→ **What is asked**:
Could you lay out the material as a numbered list, starting with its first line and going through the line that contains "133 261 L 124", leaving out blank lines?

→ **Stored data**:
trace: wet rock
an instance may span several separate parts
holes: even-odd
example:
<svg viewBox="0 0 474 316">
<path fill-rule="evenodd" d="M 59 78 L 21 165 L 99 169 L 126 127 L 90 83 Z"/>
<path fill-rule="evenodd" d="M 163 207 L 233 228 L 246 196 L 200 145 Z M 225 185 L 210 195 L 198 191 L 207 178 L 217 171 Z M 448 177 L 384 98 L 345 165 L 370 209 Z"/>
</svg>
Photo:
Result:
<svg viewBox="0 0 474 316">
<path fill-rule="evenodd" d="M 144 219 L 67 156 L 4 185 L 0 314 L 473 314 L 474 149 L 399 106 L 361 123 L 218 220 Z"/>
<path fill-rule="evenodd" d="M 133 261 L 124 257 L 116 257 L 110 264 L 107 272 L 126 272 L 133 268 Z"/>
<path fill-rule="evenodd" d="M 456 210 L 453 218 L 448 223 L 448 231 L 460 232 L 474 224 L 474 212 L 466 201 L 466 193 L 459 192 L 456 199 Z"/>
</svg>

→ **Reply**:
1. trace: wet rock
2. an instance may span several separate parts
3. holes: even-odd
4. example:
5. <svg viewBox="0 0 474 316">
6. <path fill-rule="evenodd" d="M 59 78 L 21 165 L 99 169 L 126 127 L 90 83 Z"/>
7. <path fill-rule="evenodd" d="M 163 207 L 233 228 L 246 196 L 200 145 Z M 225 185 L 210 195 L 198 191 L 207 178 L 217 171 Z M 448 177 L 384 98 L 345 165 L 370 209 Z"/>
8. </svg>
9. Photo:
10. Result:
11. <svg viewBox="0 0 474 316">
12. <path fill-rule="evenodd" d="M 144 219 L 67 156 L 4 185 L 0 314 L 473 314 L 474 149 L 399 106 L 361 123 L 218 220 Z"/>
13. <path fill-rule="evenodd" d="M 133 261 L 124 257 L 116 257 L 110 264 L 107 272 L 126 272 L 133 268 Z"/>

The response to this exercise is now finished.